# [Try it]
Please restate the following records word for word.

# [Dataset content]
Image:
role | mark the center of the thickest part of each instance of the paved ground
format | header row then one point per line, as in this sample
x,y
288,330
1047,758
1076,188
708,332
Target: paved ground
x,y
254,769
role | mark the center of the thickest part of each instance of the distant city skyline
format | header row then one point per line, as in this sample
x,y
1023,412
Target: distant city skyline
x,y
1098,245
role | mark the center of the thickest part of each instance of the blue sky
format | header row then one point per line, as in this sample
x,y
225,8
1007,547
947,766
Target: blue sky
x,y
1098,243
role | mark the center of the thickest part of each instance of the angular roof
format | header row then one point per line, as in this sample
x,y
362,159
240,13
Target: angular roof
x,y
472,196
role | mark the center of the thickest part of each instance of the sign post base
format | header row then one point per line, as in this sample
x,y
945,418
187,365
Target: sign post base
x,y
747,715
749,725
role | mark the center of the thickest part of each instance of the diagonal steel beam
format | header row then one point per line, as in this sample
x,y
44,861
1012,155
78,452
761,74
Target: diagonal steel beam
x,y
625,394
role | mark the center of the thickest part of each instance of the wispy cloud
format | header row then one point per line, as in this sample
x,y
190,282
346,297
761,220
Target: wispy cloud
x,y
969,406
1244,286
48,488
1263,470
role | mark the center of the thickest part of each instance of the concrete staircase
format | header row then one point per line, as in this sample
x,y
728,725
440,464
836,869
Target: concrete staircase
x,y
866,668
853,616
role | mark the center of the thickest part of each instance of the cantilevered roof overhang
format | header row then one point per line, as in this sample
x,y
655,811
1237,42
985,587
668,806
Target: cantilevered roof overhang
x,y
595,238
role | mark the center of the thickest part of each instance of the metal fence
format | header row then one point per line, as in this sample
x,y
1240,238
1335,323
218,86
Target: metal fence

# [Response to this exercise]
Image:
role | mark the center of the thickest part of each instance of the paved ground
format | header row then one point per line, as in this sample
x,y
288,330
1047,758
1076,188
708,332
Target: paved ground
x,y
254,769
role | mark the center of the thickest part of each instance of the distant city skyline
format | header row then one point per line, as in this sample
x,y
1023,412
Target: distant city skyline
x,y
1098,245
role | mark the center of the thickest part of each instance of the blue sky
format | header row then one point per line, as in this sample
x,y
225,8
1007,547
947,766
Target: blue sky
x,y
1098,243
role | mark the center of the thickest part of each instance of the angular roof
format | header row then one point per line, as in this sample
x,y
362,159
240,13
Target: angular roof
x,y
472,196
role | mark the center of the thickest part of each instance of the sign post base
format | header row then one point per line, as in this sample
x,y
945,418
187,365
Target: sign post base
x,y
747,715
749,725
role | mark the center of the thickest part of each instance of the diagonal steel beam
format | header row then one point per line, as in this sample
x,y
44,861
1012,155
78,452
761,74
Target: diagonal steel beam
x,y
625,394
role | mark the center of the thickest part of each instance of the wispy cloud
format | header row then one point per line, as in this sample
x,y
190,282
346,297
761,220
Target: wispy cloud
x,y
969,406
1244,286
48,488
1263,470
role | mark the center of the thickest part of each instance of the concrete staircase
format | header row then one point per line, as in this sample
x,y
728,725
440,464
836,869
Target: concrete staircase
x,y
866,668
853,616
role | mark the center of the thickest part of each instance of the cantilevered roof overhang
format | header row then one point per line, as in this sample
x,y
655,811
1237,42
985,587
668,806
Target: cantilevered roof overhang
x,y
595,238
role | mark the center of the thickest part of each instance of the metal fence
format | header row then one point per line, as in this sample
x,y
1240,238
1335,323
218,86
Target: metal fence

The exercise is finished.